RECORDED DATA:
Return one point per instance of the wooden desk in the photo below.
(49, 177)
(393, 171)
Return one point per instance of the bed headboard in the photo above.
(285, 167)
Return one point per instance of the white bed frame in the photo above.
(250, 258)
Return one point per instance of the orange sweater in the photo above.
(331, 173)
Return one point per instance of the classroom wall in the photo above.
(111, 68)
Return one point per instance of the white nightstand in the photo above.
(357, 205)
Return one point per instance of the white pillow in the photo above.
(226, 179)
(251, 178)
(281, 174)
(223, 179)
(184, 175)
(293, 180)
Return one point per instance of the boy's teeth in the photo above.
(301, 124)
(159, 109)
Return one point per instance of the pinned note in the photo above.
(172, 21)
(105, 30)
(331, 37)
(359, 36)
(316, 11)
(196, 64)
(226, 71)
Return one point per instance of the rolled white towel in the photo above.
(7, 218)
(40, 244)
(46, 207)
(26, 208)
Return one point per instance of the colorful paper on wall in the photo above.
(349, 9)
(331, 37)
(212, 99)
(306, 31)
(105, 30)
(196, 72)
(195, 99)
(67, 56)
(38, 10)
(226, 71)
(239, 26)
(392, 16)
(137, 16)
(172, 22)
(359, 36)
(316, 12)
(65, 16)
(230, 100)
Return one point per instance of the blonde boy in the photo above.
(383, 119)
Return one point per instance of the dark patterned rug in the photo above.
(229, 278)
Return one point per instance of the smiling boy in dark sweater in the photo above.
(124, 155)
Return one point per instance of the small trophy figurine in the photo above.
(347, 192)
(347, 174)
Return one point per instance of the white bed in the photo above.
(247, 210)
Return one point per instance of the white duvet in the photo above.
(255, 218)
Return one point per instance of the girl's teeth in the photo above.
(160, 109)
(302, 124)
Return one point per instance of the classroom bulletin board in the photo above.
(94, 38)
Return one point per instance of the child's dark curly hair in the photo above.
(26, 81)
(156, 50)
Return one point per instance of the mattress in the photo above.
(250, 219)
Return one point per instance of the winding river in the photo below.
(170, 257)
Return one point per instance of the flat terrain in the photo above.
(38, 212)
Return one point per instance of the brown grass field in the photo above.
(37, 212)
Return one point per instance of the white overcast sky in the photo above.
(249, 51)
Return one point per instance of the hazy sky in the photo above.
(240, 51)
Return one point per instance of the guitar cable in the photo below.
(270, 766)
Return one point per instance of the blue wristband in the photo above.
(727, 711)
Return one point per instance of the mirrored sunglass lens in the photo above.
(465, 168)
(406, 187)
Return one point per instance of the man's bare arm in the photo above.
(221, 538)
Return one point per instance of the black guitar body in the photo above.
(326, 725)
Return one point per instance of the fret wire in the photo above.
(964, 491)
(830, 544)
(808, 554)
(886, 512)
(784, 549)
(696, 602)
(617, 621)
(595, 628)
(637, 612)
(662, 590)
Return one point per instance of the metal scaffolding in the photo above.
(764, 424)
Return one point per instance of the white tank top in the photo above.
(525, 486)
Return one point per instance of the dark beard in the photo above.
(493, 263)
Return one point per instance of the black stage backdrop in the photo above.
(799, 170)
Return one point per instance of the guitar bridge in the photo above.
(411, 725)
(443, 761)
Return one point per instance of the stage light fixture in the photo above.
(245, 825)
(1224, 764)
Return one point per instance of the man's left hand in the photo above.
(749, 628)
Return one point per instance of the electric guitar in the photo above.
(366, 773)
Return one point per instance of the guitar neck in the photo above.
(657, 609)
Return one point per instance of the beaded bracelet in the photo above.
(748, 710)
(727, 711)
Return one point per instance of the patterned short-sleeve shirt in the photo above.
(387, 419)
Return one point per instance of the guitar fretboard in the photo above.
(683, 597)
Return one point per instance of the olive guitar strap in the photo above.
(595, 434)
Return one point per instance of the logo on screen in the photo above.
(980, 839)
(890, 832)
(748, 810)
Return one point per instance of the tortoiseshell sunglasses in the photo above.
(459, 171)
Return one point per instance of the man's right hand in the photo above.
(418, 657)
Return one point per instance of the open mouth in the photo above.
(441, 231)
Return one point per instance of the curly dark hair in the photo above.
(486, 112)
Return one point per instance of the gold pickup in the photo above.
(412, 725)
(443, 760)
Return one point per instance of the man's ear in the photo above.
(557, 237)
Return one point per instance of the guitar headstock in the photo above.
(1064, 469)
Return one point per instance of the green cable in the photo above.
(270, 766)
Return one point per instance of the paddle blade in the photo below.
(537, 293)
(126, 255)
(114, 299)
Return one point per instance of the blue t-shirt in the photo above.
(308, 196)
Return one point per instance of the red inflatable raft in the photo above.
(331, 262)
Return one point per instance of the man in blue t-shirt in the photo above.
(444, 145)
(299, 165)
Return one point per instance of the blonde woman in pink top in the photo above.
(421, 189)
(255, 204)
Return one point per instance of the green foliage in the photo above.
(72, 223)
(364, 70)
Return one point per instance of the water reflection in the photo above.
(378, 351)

GIVEN EXERCISE:
Reproduce the material above without altering a single character.

IN RESPONSE:
Return one point per instance of the wooden desk in the photo below.
(49, 177)
(393, 171)
Return one point per instance of the bed headboard in the photo above.
(285, 167)
Return one point per instance of the white bed frame in the photo above.
(250, 258)
Return one point per instance of the orange sweater in the photo above.
(331, 173)
Return one point per instance of the classroom wall in the photo above.
(111, 68)
Return one point per instance of the white nightstand in the photo above.
(357, 205)
Return one point per instance of the white pillow in the photo above.
(226, 179)
(251, 178)
(281, 174)
(223, 179)
(184, 175)
(293, 180)
Return one point per instance of the boy's teeth in the photo above.
(301, 124)
(159, 109)
Return one point per instance of the pinned note in the photo above.
(172, 21)
(105, 30)
(331, 37)
(359, 36)
(316, 11)
(196, 64)
(226, 71)
Return one point per instance of the rolled white towel in the photo above.
(7, 218)
(40, 244)
(46, 207)
(26, 208)
Return one point per instance of the colorful paper on wall in the photo above.
(349, 9)
(331, 37)
(212, 99)
(306, 31)
(105, 30)
(196, 72)
(195, 99)
(67, 56)
(38, 10)
(226, 71)
(239, 26)
(392, 16)
(137, 16)
(172, 22)
(359, 36)
(316, 12)
(65, 16)
(230, 100)
Return one point per instance of the blonde boy in the photo above.
(383, 119)
Return one point per instance of the dark patterned rug in the photo above.
(229, 278)
Return one point per instance of the smiling boy in dark sweater in the photo above.
(124, 155)
Return one point per instance of the small trophy figurine in the photo above.
(347, 192)
(347, 174)
Return one point per instance of the white bed in the photo above.
(247, 210)
Return one point per instance of the white duvet in the photo above.
(255, 218)
Return one point per instance of the girl's teeth in the photo above.
(160, 109)
(302, 124)
Return one point per instance of the classroom bulletin board in the photo above.
(94, 38)
Return one point per instance of the child's dark curly hair in the photo above.
(26, 81)
(156, 50)
Return one point per instance of the mattress in the photo above.
(250, 219)
Return one point per instance of the winding river in the photo below.
(170, 257)
Return one point per instance of the flat terrain in the photo above.
(38, 212)
Return one point per instance of the brown grass field in the photo above.
(37, 212)
Return one point per instance of the white overcast sky in the photo above.
(249, 51)
Return one point per instance of the hazy sky in the photo above.
(240, 51)
Return one point per instance of the guitar cable in the photo below.
(270, 766)
Return one point per instance of the blue wristband in the photo above.
(727, 711)
Return one point per instance of the mirrored sunglass lens in the photo above.
(465, 168)
(406, 187)
Return one point per instance of the man's bare arm in the photo above.
(221, 538)
Return one point per instance of the black guitar body in the photo above.
(326, 725)
Return one point per instance of the fret wire in the photo above.
(964, 491)
(830, 544)
(808, 554)
(886, 512)
(784, 549)
(696, 602)
(617, 621)
(595, 628)
(637, 612)
(662, 590)
Return one point per instance of the metal scaffolding in the photo above.
(764, 424)
Return one point per instance of the white tank top in the photo above.
(525, 486)
Return one point per instance of the dark beard in the photo above.
(493, 263)
Return one point per instance of the black stage backdrop in the photo above.
(799, 170)
Return one point per instance of the guitar bridge in the photo above.
(411, 725)
(443, 761)
Return one point per instance of the stage light fixture in the photo above.
(245, 825)
(1224, 764)
Return one point per instance of the man's left hand in the photo above.
(749, 628)
Return one point per instance of the electric guitar in the photo above.
(366, 773)
Return one point per instance of the guitar neck in the photo above.
(657, 609)
Return one point per instance of the beaded bracelet in the photo above.
(748, 710)
(727, 711)
Return one point per instance of the patterned short-sleeve shirt in the photo above.
(387, 419)
Return one point per instance of the guitar fretboard in the photo above.
(683, 597)
Return one point per instance of the olive guitar strap in the photo above.
(595, 434)
Return one point per instance of the logo on screen in the photo above.
(980, 839)
(890, 832)
(748, 810)
Return one point per instance of the tortoiseshell sunglasses in the photo above.
(459, 171)
Return one point per instance of the man's right hand in the photo above.
(418, 657)
Return one point per instance of the open mouth in the photo above.
(441, 231)
Return one point per instance of the curly dark hair in the photo above.
(486, 112)
Return one point per instance of the gold pickup in the photo above.
(412, 725)
(443, 760)
Return one point per instance of the man's ear in the photo above.
(557, 237)
Return one point per instance of the guitar headstock in the photo above.
(1064, 469)
Return one point per instance of the green cable in the photo above.
(270, 766)
Return one point per instance of the paddle blade in the photo below.
(537, 293)
(126, 255)
(114, 299)
Return one point per instance of the blue t-shirt in the photo above.
(308, 196)
Return one point per instance of the red inflatable raft in the photo above.
(331, 262)
Return one point per instance of the man in blue t-shirt in the photo above.
(444, 145)
(299, 165)
Return one point per instance of the blonde woman in pink top in the photo above.
(421, 189)
(255, 204)
Return one point per instance of the green foliage in the photo above.
(72, 223)
(364, 70)
Return one point per instance of the water reflection in the photo above.
(378, 351)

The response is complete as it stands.